» Text
— START —

The Court of Appeal has been overly ambitious. It has sought to undertake a complex and extensive considerations of various points of law on procedural and substantive issues   in a   single judgement. Simply put, too many issues have been raised and considered- however on the facts, perhaps that is exactly what was needed. The outcome however is that retaining the reader’s attention through to the end of the judgement might not be feasible.

Out with the short form judgments and back to the lengthier version: Secretary of State for the Home Department v VM (Jamaica) [2017] EWCA Civ 255 is a fresh Court of Appeal decision: a recent example of a case where the Secretary of State simply would not let a foreign national criminal win an appeal. However, having regard to issues raised in relation to the First Tier Tribunal’s jurisdiction, it is rather surprising that both the FTT and Upper Tribunal were of the view that the FTT had jurisdiction to hear VM’s appeal in the first place.

 

A reading of the substantive issues raised, makes essential and interesting reading.

 

On the other hand, the procedural aspects considered by the Court of Appeal make utterly tedious reading. The Court of Appeal itself acknowledges the “rather messy procedural situation” which arose. To get round this, the Court of Appeal decided to waive non- compliance issues,  and it also considered that the appeal in VM gave rise to important points of principle and practice and there was no injustice to VM in granting permission. The important points of principle and practice were identified as:

 

 

It is also noteworthy that the Court of Appeal agreed with the decision of the Upper Tribunal in Waqar v Secretary of State for the Home Department (Statutory Appeals/paragraph 353) [2015] UKUT 169 (IAC)  in reference to paragraphs  19 to 20 of that decision.

 

SUMMMARY FACTS

 

VM, a Jamaican citizen qualified as a foreign criminal for the purposes of the regime under Paragraphs 398 to 399A of the Immigration Rules.

 

After his release from prison, he formed a relationship with KB, who already had a son AB. Their relationship was formed in circumstances where both VM and KB knew that VM’s presence in the UK was precarious, in the sense that VM was liable to be removed. In 2008 and 2009 VM and KB had a daughter, KSM, and a son, KDM. VM and KB married in September 2012.

 

A deportation order was issued in August 2014 and removal directions were set in October 2014 and VM was detained under immigration powers. It was during his detention that AB and KSM were observed to have deteriorating behavioural problems, as reviewed in Dr Newth’s report. Dr Newth, a Consultant Child Psychiatrist, prepared a report concerning the detrimental impact which VM’s removal would have on the children.

 

Further representations were made to the Secretary of State on behalf of VM on 6 April 2015. By a letter dated 13 April 2015 the Secretary of State said that Dr Newth’s report made no material difference to the case and only reiterated points already made and considered by the FTT and the Secretary of State previously. On 14 April 2015 VM commenced an appeal against the “no fresh claim” decision of 13 April 2015.

— END —

» Dataset records

— START —

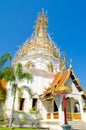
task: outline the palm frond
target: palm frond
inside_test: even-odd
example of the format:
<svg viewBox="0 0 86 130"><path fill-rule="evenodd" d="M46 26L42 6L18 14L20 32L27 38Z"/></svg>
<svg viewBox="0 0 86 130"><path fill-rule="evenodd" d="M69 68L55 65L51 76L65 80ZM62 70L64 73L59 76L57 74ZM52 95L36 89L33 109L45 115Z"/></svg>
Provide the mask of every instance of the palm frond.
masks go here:
<svg viewBox="0 0 86 130"><path fill-rule="evenodd" d="M8 61L12 60L12 56L10 53L6 53L0 57L0 70L3 68L4 64Z"/></svg>
<svg viewBox="0 0 86 130"><path fill-rule="evenodd" d="M13 81L14 80L14 72L13 67L6 67L0 72L0 79L5 79L6 81Z"/></svg>

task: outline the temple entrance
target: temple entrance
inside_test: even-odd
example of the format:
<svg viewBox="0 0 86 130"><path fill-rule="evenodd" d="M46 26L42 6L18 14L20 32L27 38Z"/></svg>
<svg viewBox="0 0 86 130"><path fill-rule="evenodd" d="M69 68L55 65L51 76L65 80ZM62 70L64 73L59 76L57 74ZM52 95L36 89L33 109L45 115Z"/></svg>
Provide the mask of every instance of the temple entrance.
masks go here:
<svg viewBox="0 0 86 130"><path fill-rule="evenodd" d="M66 98L67 103L67 120L81 120L81 112L80 112L80 104L78 100L75 100L74 98Z"/></svg>

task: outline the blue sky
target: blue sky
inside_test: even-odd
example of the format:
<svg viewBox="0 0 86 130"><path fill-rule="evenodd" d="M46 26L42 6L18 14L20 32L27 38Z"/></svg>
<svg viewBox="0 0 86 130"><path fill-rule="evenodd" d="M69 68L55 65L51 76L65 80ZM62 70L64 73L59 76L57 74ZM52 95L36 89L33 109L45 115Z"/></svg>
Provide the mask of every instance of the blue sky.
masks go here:
<svg viewBox="0 0 86 130"><path fill-rule="evenodd" d="M34 31L42 8L48 32L86 89L86 0L0 0L0 56L15 55Z"/></svg>

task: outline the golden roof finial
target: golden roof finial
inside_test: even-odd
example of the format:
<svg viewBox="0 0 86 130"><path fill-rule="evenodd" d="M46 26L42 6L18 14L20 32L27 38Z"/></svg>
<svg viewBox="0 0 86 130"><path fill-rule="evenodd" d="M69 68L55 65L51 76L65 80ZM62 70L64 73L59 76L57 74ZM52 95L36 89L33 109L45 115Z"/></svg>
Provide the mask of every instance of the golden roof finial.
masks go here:
<svg viewBox="0 0 86 130"><path fill-rule="evenodd" d="M44 15L44 10L42 10L36 22L35 33L37 35L40 33L40 31L46 33L47 23L48 23L47 17Z"/></svg>

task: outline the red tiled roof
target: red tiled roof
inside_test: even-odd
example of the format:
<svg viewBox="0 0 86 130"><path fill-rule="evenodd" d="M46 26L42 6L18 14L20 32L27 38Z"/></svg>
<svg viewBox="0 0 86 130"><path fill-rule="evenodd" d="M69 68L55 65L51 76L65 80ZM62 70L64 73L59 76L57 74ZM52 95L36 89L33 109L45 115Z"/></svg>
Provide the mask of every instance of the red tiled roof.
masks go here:
<svg viewBox="0 0 86 130"><path fill-rule="evenodd" d="M6 83L6 81L5 81L4 79L1 79L1 80L0 80L0 85L1 85L1 87L2 87L3 89L6 89L7 83Z"/></svg>

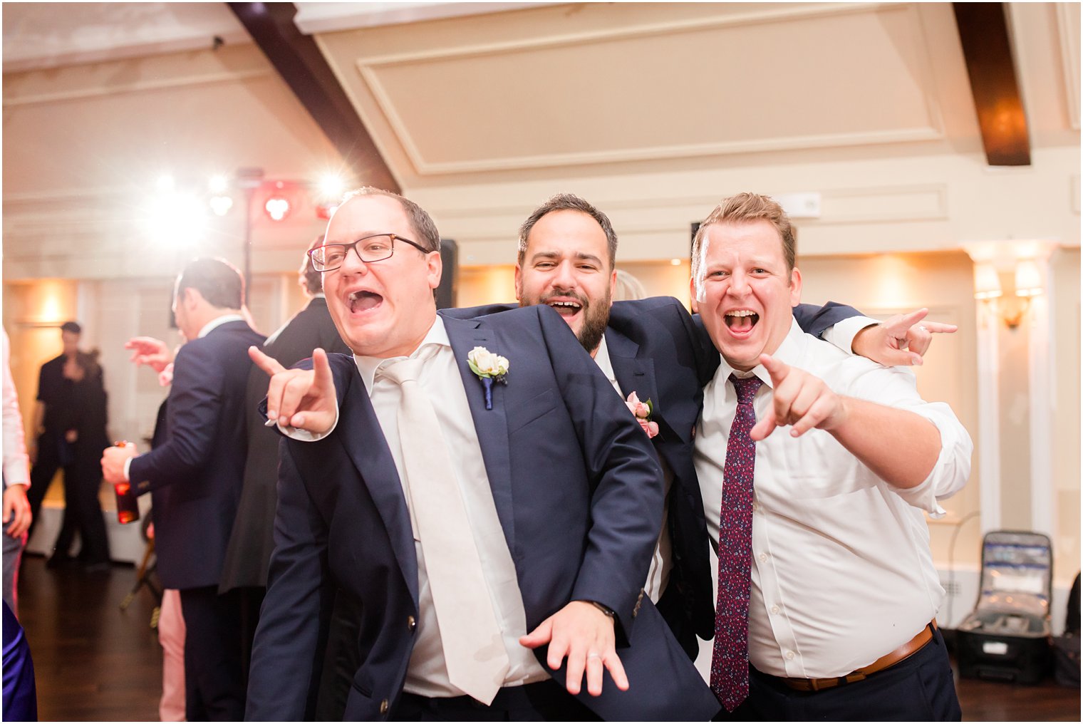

— END —

» Requirements
**A.** Return everything in the case commentary from "The Court of Appeal has" down to "not be feasible.".
**B.** Retype the listing from the line containing "task: outline the red tiled roof" down to the line containing "Provide the mask of every instance of the red", including both of those lines and nothing else.
The case commentary has no connection to the listing.

» Final results
**A.**
The Court of Appeal has been overly ambitious. It has sought to undertake a complex and extensive considerations of various points of law on procedural and substantive issues   in a   single judgement. Simply put, too many issues have been raised and considered- however on the facts, perhaps that is exactly what was needed. The outcome however is that retaining the reader’s attention through to the end of the judgement might not be feasible.

**B.**
task: outline the red tiled roof
target: red tiled roof
inside_test: even-odd
example of the format:
<svg viewBox="0 0 86 130"><path fill-rule="evenodd" d="M46 26L42 6L18 14L20 32L27 38Z"/></svg>
<svg viewBox="0 0 86 130"><path fill-rule="evenodd" d="M69 68L55 65L51 76L65 80ZM62 70L64 73L59 76L57 74ZM52 95L36 89L33 109L45 115Z"/></svg>
Provide the mask of every instance of the red tiled roof.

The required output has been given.